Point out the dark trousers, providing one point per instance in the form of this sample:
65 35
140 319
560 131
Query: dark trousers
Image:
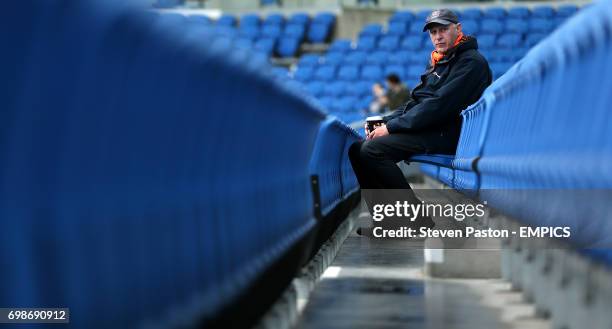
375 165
==
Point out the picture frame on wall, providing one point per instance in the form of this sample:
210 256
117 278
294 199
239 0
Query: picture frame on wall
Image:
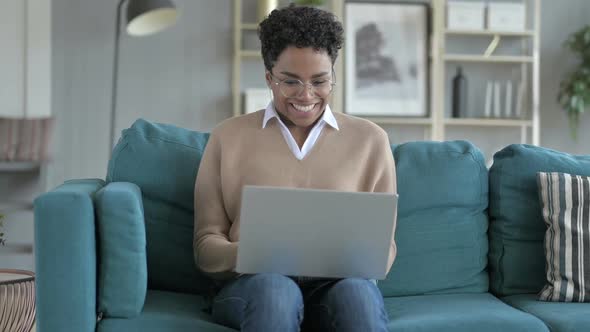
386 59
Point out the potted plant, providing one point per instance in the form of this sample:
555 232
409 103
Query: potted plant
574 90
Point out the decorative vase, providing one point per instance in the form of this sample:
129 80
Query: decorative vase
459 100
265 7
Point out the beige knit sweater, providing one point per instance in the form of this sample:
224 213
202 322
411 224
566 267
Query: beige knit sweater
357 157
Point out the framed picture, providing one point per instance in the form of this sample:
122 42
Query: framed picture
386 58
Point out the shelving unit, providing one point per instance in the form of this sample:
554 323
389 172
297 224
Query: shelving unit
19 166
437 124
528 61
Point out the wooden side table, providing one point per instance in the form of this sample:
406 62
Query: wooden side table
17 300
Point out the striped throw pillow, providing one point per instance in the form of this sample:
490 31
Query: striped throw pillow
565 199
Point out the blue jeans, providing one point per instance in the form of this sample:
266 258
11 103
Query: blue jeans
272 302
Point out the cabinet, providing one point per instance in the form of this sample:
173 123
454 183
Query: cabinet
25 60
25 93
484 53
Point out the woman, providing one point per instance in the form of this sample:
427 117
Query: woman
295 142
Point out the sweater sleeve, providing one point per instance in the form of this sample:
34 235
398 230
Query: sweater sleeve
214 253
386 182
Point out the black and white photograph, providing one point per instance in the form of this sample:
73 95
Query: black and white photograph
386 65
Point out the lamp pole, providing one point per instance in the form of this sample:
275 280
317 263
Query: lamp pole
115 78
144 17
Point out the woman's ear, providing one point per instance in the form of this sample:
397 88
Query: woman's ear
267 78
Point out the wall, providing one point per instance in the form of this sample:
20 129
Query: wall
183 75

Directions for this task — Extract each line of the material above that contains the word "photograph", and copy those lines in full.

Solution to the problem —
Point out the black and white photograph, providing one point per instance in the form of this sample:
Query: black and white photograph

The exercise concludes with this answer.